PASSAGE TO READ:

_ _ _

Storytime! I used to work over in Newcastle (Upon-Tyne, not the one down the road…which is what my whole family thought.) I used to go on long walks at lunchtime around the city and natter to my friend on the phone. I was writing Labyrinth of Stone at the time and as it turns out talking about murder, sex, creepy things, and ‘…so what you’re saying is that it’s one blow job short of a literary masterpiece’ absolutely WILL get you followed around Fenwicks by a security guard.
I love these articles. Usually it’s about food photography, but this is obviously a bit more dangerous.
That said… AI is going to do some disturbing things to this sort of advertising isn’t it? Like, probably not for the mass market approach where personalization would be too time consuming for the payout — for now — but imagine going to the doctor and they don’t just point out what’s wrong…
They point out what you’d look like if it was RIGHT. Like, they could just ‘show’ you the perfect face…like the bold glamor filter with cut lines.

_ _ _

REQUIREMENT 1: In the passage about walks around Newcastle, which book was the writer working on at the time?
REQUIREMENT 2: Continue the passage about AI and advertising, starting after its last sentence.
The rows that come next are not needed for any of the work here.

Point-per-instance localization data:
_ _ _

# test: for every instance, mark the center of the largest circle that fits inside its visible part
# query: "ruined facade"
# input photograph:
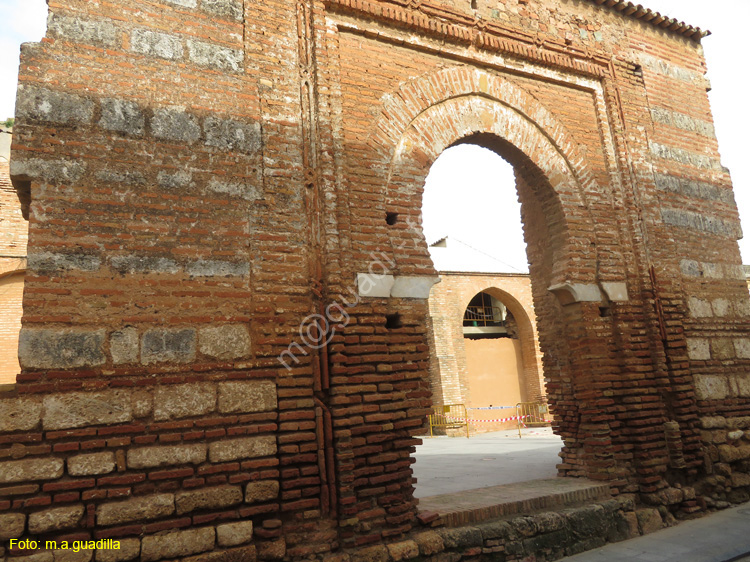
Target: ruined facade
(224, 343)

_ _ _

ANSWER SECTION 1: Labyrinth of Stone.

ANSWER SECTION 2:
(That filter messed with me! I suit lips!)
Inside Plastic Surgery’s Epidemic of Shady Before-and-After Photography
Surgeons get real about the rise in misleading post-op pictures — and reveal how to spot fakery.
Over the past six months, I’ve been receiving provocative DMs from a famous plastic surgeon. Most mornings, I open my phone to find images of perky breasts and taut tummies, straight noses, sharp jawlines, and the occasional rear end of enviable proportions, all surgically manufactured. The doctor sends each photo with an uncensored critique — not only of the work that’s been done, but how it is portrayed — and a clear aim: to expose the subterfuge that is rampant among aesthetics accounts on social media. It’s as if he’s building a case, with Instagram as his richest source of discovery.
Much of what this surgeon shares are unreliable before-and-after images, engineered to elevate the results they’re promoting. “Beware the surgeon who isn’t fastidious enough to take consistent photos,” he warns. “It shows they are lazy, not careful, or intending to manipulate you.” The tactics run the gamut, he points out, from sneakily irregular poses (“He compares standing to supine?!”) to more egregious offenses, like presenting intraoperative “on-the-table” shots as actual outcomes when, in fact, real results take months to develop (“That’s not an ‘after!’ It’s a ‘during.’ It is during the first minute of the healing process”).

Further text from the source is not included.